Task objective
A faithful copy of the entries, without any pictures, is what is needed here.

Information shown
================================

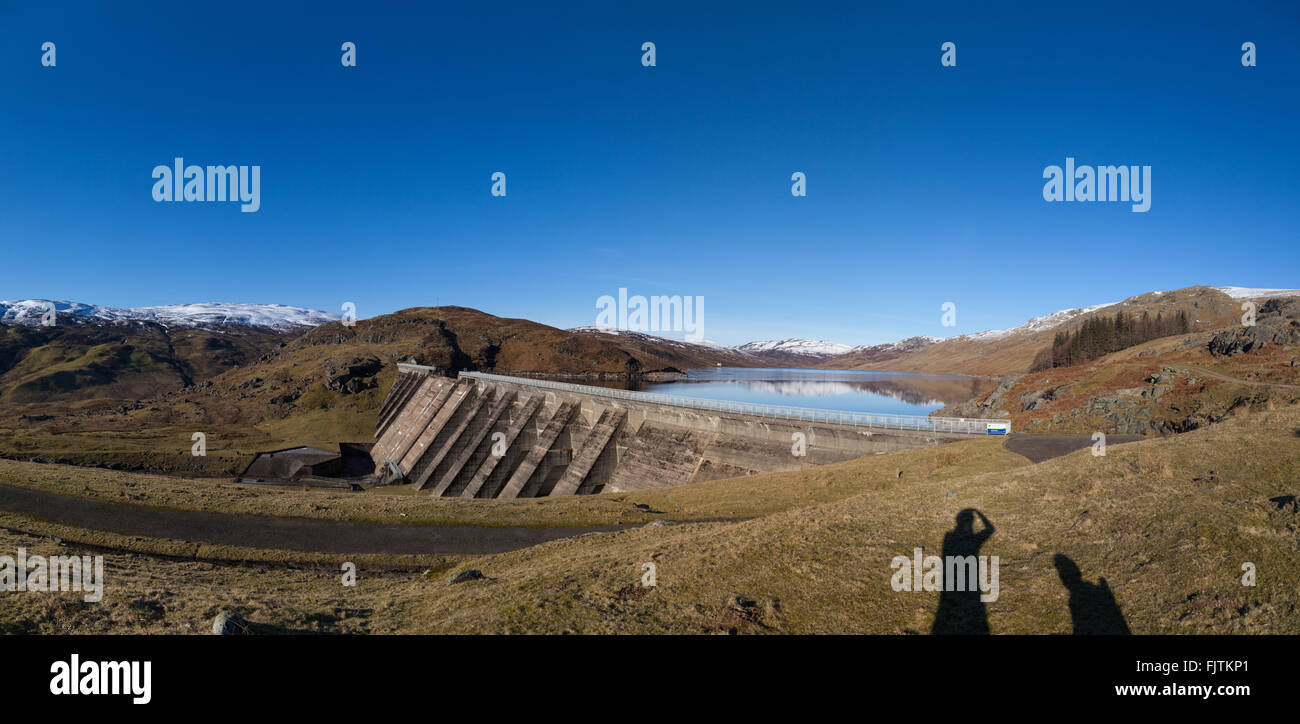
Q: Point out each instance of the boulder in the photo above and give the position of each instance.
(228, 623)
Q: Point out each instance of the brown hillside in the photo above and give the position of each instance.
(1205, 307)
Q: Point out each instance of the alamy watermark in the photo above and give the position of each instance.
(1100, 183)
(948, 573)
(38, 573)
(212, 183)
(657, 313)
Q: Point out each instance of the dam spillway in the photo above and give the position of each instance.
(490, 436)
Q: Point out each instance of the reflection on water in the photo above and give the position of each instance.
(897, 393)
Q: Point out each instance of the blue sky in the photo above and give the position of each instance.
(923, 182)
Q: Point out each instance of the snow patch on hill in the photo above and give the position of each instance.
(1247, 293)
(651, 338)
(805, 347)
(202, 315)
(1036, 324)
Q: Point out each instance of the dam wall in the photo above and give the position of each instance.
(489, 436)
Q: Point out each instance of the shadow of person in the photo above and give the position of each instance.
(1092, 607)
(962, 611)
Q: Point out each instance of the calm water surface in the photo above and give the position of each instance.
(896, 393)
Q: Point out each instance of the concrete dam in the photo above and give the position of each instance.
(489, 436)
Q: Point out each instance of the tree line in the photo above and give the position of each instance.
(1099, 336)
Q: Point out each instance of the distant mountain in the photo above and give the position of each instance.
(1248, 293)
(892, 350)
(1004, 351)
(208, 315)
(794, 350)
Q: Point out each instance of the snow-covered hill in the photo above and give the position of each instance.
(910, 345)
(1036, 324)
(802, 347)
(207, 315)
(1247, 293)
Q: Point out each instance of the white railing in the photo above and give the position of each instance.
(784, 412)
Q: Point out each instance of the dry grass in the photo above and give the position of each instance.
(1166, 521)
(748, 497)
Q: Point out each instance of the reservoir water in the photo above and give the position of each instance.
(895, 393)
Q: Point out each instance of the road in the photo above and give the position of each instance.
(284, 533)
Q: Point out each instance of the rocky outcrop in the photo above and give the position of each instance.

================================

Expected answer
Q: Point out each instance of the boulder in the photo above and give the position of each instance.
(228, 623)
Q: Point out each instance of the brown hillside in the photo above and give the position of each instance.
(1205, 307)
Q: Point out each instance of the alamy watermark in the photo above and give the position of each instance.
(1100, 183)
(948, 573)
(38, 573)
(212, 183)
(657, 313)
Q: Point out each instance of the dam spillway in the photo above and give the position of each instance.
(490, 436)
Q: Point out each instance of the reflection on water in the photo above and give the position of each instance.
(897, 393)
Q: Point out each instance of the blue sky in the photo above and give the position of each instance.
(923, 182)
Q: Point out each instance of the snow patch on hill in the photo above and give the position of each instance.
(1247, 293)
(651, 338)
(805, 347)
(202, 315)
(1036, 324)
Q: Point out each instance of the dam wall in the photo above and give the position of each instance.
(489, 436)
Q: Point out each instance of the shadow of person in the photo above and give the position of each instance.
(1092, 607)
(962, 611)
Q: Point out each instance of the calm water surface in the photo above and give the position of each instance.
(896, 393)
Q: Point out each instance of the concrete dam in the photo above and give the position of each instance.
(489, 436)
Q: Point out each instance of the tree line in the photo above and give the position of each instance.
(1099, 336)
Q: Point out each instance of the distant mountain in the photo above and give the position of each instance.
(1248, 293)
(892, 350)
(1004, 351)
(208, 315)
(794, 350)
Q: Point out each instance of the snow-covered hill in the photo above and give the position of each instance.
(910, 345)
(1036, 324)
(802, 347)
(207, 315)
(1247, 293)
Q: Point out each instance of the white railing in the photo above and give the position of each instance.
(784, 412)
Q: Point out each instance of the dry grass in the photo above and give the position of each instance.
(1166, 521)
(748, 497)
Q: Point out each instance of the reservoir water in the photo above and give the position of each instance.
(895, 393)
Q: Point out each instance of the road in the photo above and give the position of each instance.
(284, 533)
Q: Point out each instance of the rocky outcrop in the photo above and give the position of each instance.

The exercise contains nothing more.